# EXERCISE DESCRIPTION:
Some lines hold the string "surface". Copy all of them from the material that follows.

# DATA FOR THE TASK:
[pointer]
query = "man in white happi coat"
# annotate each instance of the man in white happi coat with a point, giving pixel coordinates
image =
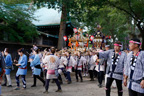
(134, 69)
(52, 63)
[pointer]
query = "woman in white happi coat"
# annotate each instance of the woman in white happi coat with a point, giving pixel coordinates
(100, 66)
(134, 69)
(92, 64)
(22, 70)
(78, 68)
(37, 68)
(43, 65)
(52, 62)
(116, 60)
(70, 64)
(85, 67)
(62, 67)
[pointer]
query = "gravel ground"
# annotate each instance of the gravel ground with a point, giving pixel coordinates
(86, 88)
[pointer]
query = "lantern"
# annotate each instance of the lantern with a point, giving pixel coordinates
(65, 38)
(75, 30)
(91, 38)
--
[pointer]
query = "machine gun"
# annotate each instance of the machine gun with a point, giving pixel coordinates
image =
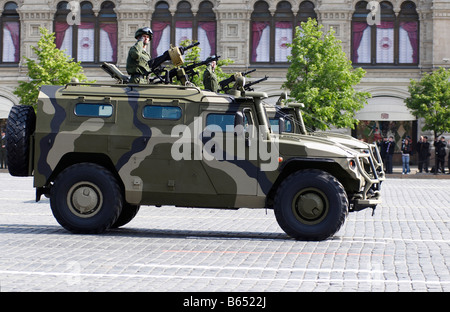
...
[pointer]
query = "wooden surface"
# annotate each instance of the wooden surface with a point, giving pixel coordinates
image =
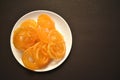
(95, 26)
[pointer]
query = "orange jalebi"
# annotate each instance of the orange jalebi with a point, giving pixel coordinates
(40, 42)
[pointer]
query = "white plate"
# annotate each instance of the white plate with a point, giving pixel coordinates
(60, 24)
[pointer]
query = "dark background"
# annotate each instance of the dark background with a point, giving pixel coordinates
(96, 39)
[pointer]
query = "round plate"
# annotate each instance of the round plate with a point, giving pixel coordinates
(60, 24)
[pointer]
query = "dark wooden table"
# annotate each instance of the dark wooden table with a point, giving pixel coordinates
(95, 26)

# ANSWER SECTION:
query = "wooden surface"
# annotate each instance of the wooden surface with a point, giving pixel coordinates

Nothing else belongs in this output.